**Required work:**
In the records below, find the line with "Looking for: eucalyptus tree" and the line with "Looking for: green foliage"; return exactly those lines and every line between them.
* * * *
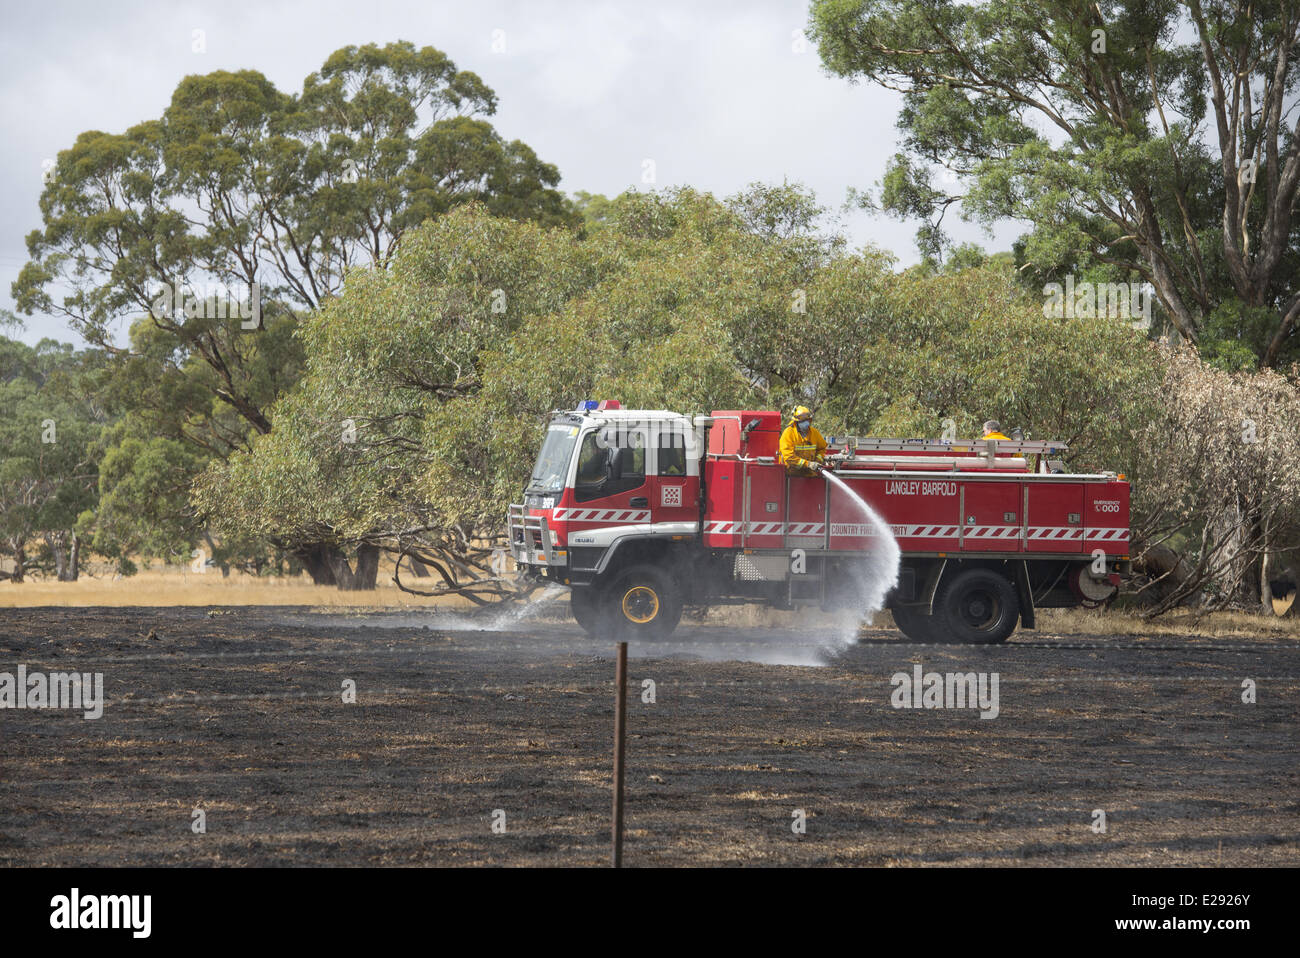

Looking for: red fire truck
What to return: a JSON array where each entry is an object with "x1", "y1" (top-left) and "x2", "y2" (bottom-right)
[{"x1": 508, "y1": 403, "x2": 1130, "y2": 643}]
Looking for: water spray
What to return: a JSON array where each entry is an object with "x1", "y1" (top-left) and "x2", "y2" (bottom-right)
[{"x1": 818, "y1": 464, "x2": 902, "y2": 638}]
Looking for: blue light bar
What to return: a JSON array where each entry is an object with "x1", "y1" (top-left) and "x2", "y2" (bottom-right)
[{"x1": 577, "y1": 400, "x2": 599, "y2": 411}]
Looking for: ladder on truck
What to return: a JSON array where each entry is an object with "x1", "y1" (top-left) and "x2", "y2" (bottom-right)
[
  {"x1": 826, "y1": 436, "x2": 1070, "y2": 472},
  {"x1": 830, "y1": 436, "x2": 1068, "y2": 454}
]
* * * *
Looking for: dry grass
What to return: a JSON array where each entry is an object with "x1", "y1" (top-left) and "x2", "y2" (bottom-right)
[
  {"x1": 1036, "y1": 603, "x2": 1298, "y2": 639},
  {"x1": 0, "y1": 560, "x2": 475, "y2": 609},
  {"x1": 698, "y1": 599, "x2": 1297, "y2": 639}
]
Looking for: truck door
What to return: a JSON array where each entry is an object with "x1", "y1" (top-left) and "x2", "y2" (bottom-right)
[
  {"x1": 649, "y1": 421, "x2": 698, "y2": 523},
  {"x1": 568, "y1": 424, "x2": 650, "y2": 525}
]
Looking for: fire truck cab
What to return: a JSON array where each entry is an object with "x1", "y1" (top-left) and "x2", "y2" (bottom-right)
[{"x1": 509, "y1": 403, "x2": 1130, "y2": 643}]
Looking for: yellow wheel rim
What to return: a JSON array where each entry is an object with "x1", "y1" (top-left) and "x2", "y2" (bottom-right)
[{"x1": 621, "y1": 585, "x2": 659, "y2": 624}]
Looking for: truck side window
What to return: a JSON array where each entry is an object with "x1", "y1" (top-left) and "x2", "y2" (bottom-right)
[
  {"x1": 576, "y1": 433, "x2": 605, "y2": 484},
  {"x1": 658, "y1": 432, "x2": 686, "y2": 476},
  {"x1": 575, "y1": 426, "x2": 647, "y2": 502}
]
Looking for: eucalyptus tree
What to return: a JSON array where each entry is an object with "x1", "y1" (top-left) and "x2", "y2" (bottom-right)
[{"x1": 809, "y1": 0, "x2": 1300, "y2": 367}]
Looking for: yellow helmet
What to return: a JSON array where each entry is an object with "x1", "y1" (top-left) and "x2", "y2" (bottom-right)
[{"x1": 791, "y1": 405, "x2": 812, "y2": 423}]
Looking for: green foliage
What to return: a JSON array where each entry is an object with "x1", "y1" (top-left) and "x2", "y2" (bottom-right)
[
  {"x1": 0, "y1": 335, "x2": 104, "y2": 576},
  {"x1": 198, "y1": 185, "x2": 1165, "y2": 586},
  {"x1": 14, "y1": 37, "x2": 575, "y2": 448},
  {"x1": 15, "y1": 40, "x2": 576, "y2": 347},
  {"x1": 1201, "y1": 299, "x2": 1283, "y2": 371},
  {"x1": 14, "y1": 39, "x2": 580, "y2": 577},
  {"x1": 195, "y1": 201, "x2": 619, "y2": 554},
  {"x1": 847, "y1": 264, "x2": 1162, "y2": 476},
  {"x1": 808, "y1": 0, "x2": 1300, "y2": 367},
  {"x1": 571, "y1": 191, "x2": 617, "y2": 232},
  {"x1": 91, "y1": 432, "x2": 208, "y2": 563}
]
* * * *
**Response area:**
Looking for: eucalyptus tree
What to return: a JSON array where each entry is an object with "x1", "y1" (top-left) and "x2", "y2" (bottom-right)
[{"x1": 809, "y1": 0, "x2": 1300, "y2": 367}]
Looking for: yellow helmet
What to return: a JSON array where each entry is an object with "x1", "y1" (top-left) and "x2", "y2" (bottom-right)
[{"x1": 791, "y1": 405, "x2": 812, "y2": 423}]
Looking for: green foliage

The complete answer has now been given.